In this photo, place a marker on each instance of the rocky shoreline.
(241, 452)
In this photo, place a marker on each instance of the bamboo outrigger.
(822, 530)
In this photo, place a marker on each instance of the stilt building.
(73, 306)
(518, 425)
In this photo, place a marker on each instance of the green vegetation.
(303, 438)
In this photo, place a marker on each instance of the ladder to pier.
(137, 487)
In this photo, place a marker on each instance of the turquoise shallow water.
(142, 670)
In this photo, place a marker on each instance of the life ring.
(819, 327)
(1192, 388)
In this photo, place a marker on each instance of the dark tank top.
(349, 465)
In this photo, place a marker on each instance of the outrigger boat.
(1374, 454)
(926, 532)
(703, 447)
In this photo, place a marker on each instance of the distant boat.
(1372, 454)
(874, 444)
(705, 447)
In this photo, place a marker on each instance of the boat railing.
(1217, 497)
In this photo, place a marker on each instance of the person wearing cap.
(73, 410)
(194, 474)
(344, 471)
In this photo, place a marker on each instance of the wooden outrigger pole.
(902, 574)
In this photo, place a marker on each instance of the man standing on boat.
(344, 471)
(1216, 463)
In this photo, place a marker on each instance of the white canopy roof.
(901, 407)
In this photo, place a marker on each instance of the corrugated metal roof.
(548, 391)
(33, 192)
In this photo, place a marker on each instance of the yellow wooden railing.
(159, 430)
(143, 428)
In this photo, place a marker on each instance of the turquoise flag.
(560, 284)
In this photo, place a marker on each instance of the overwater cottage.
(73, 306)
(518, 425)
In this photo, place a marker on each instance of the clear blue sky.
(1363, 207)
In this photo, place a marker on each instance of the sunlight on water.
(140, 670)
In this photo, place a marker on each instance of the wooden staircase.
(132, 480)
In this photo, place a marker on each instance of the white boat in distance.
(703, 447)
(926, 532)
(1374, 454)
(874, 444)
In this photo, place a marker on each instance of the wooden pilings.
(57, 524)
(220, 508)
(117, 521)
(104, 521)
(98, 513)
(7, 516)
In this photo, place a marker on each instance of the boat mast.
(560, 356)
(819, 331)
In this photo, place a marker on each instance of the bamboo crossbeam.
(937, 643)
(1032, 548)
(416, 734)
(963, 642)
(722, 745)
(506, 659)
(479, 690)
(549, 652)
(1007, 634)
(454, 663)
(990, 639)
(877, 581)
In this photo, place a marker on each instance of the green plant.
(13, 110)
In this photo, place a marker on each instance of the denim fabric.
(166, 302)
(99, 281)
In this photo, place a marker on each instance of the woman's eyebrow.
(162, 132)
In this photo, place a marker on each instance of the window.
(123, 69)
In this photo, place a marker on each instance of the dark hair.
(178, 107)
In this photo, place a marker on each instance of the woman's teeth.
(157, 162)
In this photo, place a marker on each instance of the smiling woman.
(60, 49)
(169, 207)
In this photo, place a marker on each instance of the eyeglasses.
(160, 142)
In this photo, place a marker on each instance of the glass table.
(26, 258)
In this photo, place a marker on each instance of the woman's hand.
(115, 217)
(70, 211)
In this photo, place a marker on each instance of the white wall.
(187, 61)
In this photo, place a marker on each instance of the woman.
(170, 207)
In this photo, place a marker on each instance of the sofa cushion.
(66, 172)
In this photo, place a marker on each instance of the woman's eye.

CHALLENGE> Write out every one of the records above, word for word.

WRITTEN RESPONSE>
In this photo, place a marker on each instance of the rocky shoreline.
(241, 452)
In this photo, place a marker on each instance of the bamboo outrigger.
(822, 530)
In this photo, place a marker on each instance of the stilt building.
(73, 306)
(518, 425)
In this photo, place a marker on each instance of the green vegetation.
(303, 438)
In this photo, place a marker on each instance of the ladder to pier.
(137, 487)
In this photo, place a marker on each instance of the turquoise shallow water.
(142, 670)
In this photo, place a marker on each instance of the life ring.
(819, 327)
(1192, 388)
In this photo, place a marker on each instance of the dark tank top.
(349, 465)
In this photo, place a marker on each instance of the outrigger boat.
(1374, 454)
(926, 532)
(703, 447)
In this photo, place a marker on each instance of the distant boat.
(1372, 454)
(874, 444)
(705, 447)
In this photo, place a marker on each instance of the boat railing.
(1217, 497)
In this photo, place a marker on each instance of the person wearing cap.
(73, 410)
(194, 474)
(344, 471)
In this photo, place a marker on each instance of the wooden outrigger pole.
(902, 574)
In this photo, place a marker on each instance of the man standing on boat.
(344, 471)
(1216, 463)
In this photo, place a marker on each instance of the white canopy roof.
(901, 407)
In this photo, place a marker on each instance of the corrugated metal roof.
(548, 391)
(33, 192)
In this photo, place a marker on each instance of the yellow wooden railing.
(159, 430)
(143, 428)
In this photo, place a marker on each instance of the turquoise flag.
(560, 284)
In this photo, place a marker on each instance of the overwater cottage.
(73, 306)
(518, 425)
In this photo, place a marker on each instance of the clear blue sky.
(1363, 207)
In this photo, place a marker on each instance of the sunlight on water.
(140, 670)
In this photo, place a marker on each instance of the wooden staircase.
(132, 480)
In this photo, place a marker on each instance of the white boat in distance.
(703, 447)
(926, 532)
(1374, 454)
(874, 444)
In this photo, place a marker on each instance of the wooden pilings.
(57, 524)
(220, 508)
(117, 521)
(104, 521)
(98, 513)
(7, 516)
In this photo, place a marker on each instance of the boat mast.
(560, 356)
(819, 331)
In this photo, place a marker on each instance of the bamboo crossbeam.
(937, 643)
(1032, 548)
(416, 734)
(963, 642)
(722, 745)
(506, 659)
(479, 690)
(549, 652)
(1007, 634)
(454, 663)
(990, 639)
(877, 581)
In this photo, place a marker on each instance of the green plant.
(13, 110)
In this photo, place a marker on each instance of the denim fabric.
(166, 302)
(99, 281)
In this photo, place a marker on each instance of the woman's eyebrow.
(162, 132)
In this photo, place a marker on each instance of the window.
(123, 69)
In this photo, place a marker on each instance of the dark hair.
(178, 107)
In this photo, place a marker on each instance of the woman's teeth.
(157, 162)
In this photo, place a marker on each instance of the smiling woman.
(60, 49)
(169, 207)
In this photo, place a marker on each instance of the eyeglasses.
(160, 142)
In this photo, place a marker on each instance of the glass table.
(26, 258)
In this photo, place a marker on each instance of the woman's hand.
(115, 217)
(70, 211)
In this photo, place a marker on each instance of the white wall.
(187, 61)
In this photo, place a marker on each instance of the woman.
(170, 207)
In this photo, place a marker on each instance of the sofa cushion.
(66, 172)
In this photo, place a marker on each instance of the woman's eye.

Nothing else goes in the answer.